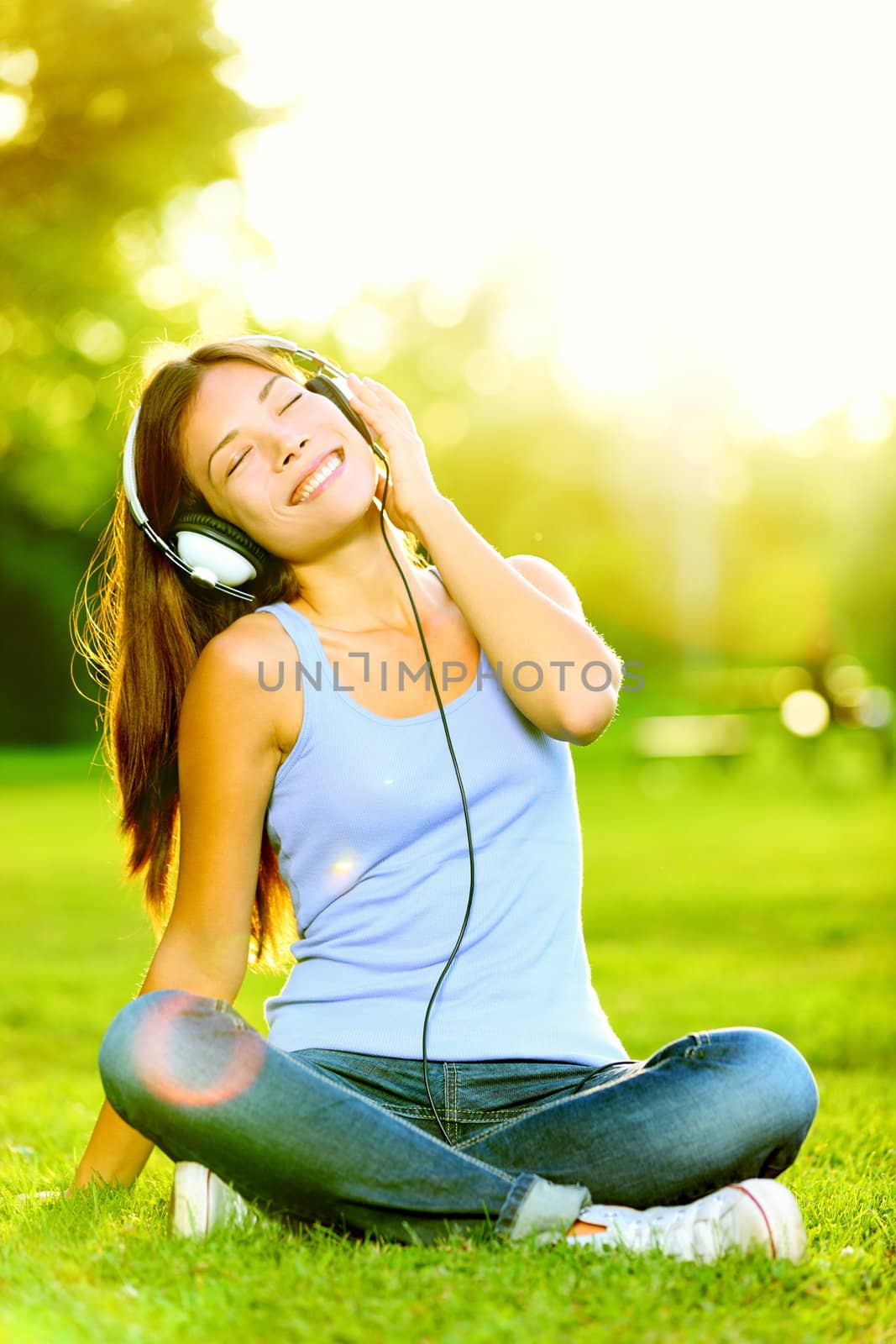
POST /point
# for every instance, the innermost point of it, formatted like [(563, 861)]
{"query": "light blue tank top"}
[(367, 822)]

--

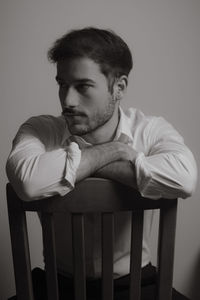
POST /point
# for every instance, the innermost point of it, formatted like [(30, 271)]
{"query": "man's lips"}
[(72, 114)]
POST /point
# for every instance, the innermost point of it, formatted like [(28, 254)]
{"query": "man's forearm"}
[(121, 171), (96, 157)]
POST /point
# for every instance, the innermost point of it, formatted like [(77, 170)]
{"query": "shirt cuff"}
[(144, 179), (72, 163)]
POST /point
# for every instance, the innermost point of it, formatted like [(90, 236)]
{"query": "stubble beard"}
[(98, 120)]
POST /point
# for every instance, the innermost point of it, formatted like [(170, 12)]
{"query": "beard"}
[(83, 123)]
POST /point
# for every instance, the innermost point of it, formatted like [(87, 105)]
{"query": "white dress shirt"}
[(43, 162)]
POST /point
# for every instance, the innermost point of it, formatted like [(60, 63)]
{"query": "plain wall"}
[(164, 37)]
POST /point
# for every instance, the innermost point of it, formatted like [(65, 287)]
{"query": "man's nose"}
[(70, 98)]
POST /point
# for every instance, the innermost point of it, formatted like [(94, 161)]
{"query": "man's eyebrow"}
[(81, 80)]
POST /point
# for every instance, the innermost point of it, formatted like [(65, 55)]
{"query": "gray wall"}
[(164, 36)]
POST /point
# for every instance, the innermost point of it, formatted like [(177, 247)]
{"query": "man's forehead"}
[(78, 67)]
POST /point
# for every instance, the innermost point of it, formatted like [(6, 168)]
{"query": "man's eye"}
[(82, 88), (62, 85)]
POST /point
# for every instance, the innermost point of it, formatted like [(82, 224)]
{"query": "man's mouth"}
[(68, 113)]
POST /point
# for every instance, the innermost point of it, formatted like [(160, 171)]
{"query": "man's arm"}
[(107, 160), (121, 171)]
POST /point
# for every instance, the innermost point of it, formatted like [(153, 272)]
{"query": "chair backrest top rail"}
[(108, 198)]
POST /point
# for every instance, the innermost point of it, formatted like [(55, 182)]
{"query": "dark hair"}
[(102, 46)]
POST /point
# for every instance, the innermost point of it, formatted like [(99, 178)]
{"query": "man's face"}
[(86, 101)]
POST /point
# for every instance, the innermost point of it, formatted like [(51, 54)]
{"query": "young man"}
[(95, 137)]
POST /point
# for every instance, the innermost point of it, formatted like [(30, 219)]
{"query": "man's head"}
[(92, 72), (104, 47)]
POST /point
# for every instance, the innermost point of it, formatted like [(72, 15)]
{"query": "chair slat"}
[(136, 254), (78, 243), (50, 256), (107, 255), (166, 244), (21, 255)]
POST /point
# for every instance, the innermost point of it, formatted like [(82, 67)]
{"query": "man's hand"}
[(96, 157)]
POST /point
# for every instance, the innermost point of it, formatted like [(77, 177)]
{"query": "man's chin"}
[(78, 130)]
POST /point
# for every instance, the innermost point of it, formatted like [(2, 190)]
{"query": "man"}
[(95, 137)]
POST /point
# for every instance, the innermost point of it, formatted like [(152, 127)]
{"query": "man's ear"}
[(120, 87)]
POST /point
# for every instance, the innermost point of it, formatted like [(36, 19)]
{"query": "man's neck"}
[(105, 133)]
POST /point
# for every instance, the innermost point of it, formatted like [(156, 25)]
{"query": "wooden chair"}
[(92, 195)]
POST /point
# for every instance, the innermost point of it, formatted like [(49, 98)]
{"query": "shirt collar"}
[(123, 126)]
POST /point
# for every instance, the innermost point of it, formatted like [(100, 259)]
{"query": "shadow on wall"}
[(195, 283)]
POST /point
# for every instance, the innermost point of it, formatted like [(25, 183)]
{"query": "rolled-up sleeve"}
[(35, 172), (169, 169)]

...

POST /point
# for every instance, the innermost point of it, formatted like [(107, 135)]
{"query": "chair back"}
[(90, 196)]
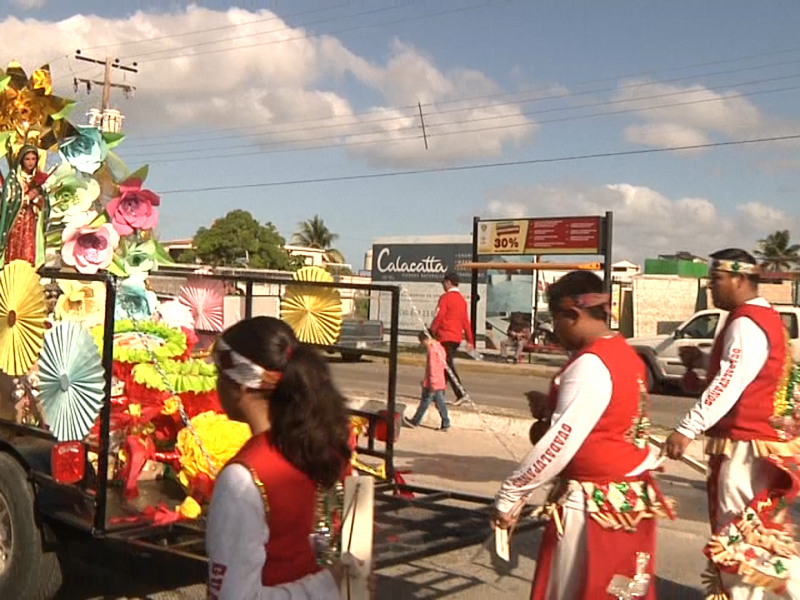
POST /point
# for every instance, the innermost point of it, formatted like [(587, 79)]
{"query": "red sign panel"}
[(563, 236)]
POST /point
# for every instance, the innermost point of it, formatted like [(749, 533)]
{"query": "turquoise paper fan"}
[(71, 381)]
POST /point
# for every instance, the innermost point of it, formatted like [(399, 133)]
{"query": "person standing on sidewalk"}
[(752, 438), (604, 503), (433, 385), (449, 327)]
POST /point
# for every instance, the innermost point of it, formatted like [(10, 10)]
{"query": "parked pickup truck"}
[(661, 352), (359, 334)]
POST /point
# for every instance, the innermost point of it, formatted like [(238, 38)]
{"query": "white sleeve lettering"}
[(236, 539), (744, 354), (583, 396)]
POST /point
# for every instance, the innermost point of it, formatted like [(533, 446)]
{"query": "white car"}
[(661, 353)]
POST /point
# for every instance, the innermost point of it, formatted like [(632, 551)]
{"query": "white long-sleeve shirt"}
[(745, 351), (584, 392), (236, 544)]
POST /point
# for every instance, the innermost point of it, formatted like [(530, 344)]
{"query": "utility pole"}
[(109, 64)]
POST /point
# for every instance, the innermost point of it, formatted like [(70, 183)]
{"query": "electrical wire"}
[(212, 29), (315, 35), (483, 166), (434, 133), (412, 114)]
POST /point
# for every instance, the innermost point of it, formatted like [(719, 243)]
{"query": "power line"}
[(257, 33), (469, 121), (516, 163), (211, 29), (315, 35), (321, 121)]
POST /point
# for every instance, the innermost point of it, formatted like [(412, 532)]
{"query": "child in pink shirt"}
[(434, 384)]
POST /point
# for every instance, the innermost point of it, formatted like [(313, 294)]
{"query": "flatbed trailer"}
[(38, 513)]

§ **REQUIRED WORK**: Please show every line of the data above that contains the word "wall", copying each one in full.

§ **THE ANSWER**:
{"query": "plain wall"}
{"query": "gray wall"}
{"query": "shadow on wall"}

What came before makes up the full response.